Short task
Can you reproduce the listing word for word, from its first line up to and including the line containing "[[[0,636],[4,868],[613,868],[615,836],[282,660]]]"?

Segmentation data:
━━━

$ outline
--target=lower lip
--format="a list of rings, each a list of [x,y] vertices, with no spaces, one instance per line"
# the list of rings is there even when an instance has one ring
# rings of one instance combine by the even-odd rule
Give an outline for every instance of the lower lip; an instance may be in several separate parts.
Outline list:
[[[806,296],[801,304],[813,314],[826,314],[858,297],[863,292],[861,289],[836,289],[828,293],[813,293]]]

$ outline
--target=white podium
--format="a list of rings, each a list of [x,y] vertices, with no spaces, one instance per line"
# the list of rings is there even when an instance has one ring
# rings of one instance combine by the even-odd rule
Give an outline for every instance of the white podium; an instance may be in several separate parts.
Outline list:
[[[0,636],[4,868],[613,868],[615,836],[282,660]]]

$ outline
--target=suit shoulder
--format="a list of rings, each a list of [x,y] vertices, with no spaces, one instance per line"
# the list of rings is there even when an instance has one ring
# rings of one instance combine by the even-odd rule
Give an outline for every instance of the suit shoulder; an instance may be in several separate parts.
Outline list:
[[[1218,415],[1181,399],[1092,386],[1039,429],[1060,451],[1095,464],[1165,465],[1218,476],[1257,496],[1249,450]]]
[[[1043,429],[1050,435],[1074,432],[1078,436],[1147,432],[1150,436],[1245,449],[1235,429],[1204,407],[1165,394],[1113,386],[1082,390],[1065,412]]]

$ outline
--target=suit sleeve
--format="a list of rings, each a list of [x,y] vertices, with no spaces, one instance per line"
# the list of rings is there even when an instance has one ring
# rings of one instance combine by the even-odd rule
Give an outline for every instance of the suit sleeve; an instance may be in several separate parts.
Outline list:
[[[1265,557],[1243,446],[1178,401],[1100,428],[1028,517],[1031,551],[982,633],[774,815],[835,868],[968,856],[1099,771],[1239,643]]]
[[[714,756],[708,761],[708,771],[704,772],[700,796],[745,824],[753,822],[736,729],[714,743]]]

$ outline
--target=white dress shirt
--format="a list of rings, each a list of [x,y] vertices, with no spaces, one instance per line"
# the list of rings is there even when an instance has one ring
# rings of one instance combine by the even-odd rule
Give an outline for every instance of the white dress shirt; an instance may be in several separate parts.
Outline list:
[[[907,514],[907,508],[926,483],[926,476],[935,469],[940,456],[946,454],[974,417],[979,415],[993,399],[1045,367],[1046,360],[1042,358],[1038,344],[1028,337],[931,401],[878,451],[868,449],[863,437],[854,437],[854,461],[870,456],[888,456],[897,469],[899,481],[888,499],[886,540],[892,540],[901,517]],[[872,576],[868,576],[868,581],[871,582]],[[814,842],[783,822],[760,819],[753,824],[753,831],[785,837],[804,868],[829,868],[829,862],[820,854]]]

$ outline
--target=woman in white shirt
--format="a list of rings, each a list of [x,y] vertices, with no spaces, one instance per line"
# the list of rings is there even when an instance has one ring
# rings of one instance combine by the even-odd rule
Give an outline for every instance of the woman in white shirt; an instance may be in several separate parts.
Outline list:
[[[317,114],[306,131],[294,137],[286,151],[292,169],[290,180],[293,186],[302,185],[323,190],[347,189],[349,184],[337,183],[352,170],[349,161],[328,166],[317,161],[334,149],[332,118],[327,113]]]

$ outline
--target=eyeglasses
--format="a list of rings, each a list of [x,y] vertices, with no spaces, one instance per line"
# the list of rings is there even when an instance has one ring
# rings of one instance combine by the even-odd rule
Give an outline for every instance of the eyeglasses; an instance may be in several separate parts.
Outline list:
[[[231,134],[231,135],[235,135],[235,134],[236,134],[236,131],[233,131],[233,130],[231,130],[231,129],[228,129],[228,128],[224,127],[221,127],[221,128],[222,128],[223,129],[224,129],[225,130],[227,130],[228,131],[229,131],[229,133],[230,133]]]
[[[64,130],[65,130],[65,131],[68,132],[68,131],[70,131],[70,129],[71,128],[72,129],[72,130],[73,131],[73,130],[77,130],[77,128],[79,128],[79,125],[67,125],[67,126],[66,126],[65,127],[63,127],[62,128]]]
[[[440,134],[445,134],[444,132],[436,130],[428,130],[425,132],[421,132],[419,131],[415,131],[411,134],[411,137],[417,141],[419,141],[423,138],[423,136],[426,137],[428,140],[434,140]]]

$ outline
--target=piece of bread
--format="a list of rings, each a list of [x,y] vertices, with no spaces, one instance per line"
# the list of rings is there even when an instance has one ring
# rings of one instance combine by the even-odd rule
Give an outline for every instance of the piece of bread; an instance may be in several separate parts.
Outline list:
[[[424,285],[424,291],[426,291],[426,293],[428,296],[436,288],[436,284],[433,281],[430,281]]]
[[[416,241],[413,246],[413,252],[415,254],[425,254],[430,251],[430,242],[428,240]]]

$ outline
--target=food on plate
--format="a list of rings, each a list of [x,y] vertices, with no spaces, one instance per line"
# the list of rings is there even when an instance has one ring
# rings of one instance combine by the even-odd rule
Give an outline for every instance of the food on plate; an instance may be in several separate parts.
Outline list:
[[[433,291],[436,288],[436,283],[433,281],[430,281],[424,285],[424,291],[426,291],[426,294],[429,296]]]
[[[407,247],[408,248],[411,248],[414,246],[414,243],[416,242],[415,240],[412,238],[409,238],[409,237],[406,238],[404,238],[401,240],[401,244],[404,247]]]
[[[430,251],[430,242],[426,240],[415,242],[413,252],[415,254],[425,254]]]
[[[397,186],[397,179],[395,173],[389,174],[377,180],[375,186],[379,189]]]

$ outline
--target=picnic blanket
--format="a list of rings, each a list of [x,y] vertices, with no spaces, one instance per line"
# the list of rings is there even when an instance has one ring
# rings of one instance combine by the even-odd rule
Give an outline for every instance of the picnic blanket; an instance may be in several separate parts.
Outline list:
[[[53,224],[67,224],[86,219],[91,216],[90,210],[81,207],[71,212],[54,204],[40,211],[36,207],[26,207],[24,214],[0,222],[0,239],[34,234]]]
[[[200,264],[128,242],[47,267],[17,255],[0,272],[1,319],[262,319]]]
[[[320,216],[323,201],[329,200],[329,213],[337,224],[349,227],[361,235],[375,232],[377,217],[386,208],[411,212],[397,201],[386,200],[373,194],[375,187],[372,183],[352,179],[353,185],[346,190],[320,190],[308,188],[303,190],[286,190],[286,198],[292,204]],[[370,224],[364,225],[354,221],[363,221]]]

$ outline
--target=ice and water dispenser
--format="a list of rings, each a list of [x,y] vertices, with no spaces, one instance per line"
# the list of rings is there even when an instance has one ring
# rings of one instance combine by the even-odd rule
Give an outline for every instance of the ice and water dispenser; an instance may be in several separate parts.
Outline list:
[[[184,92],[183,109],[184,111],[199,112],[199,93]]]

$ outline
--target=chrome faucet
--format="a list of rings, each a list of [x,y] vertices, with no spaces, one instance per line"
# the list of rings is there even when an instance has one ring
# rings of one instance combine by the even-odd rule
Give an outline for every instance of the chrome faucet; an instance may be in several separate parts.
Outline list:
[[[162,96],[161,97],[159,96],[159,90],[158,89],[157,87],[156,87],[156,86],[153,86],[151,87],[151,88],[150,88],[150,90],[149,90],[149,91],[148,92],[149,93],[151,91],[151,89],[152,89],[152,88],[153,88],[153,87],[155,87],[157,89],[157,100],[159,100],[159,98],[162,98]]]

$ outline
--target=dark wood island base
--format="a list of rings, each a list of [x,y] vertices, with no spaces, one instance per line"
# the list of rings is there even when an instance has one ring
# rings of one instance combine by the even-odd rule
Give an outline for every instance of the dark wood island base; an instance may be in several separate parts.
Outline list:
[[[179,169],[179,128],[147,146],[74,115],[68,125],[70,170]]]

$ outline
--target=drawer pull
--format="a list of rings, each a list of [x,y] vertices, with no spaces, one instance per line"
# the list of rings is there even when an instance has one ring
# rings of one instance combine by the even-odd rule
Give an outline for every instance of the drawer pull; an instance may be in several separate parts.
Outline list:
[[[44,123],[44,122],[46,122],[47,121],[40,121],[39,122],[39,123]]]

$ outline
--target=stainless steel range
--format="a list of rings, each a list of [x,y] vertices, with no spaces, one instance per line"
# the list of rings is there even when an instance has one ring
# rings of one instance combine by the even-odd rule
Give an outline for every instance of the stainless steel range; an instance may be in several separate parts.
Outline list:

━━━

Task answer
$ outline
--target=lower lip
--format="a list of rings, each a list of [x,y] vertices, with no spaces, one instance per line"
# the list of rings is there even when an instance has one ring
# rings of one instance combine by the even-odd rule
Give an outline for every instance of the lower lip; an instance may be in several separate parts.
Outline list:
[[[806,296],[801,304],[813,314],[826,314],[858,297],[863,292],[861,289],[836,289],[828,293],[813,293]]]

$ outline
--target=white podium
--format="a list of rings, each a list of [x,y] vertices, with no spaces, one instance per line"
# the list of rings is there even when an instance has one ring
# rings of one instance combine by the even-odd rule
Give an outline for every instance of the white podium; an instance may be in several separate parts.
Outline list:
[[[0,636],[4,868],[613,868],[615,836],[282,660]]]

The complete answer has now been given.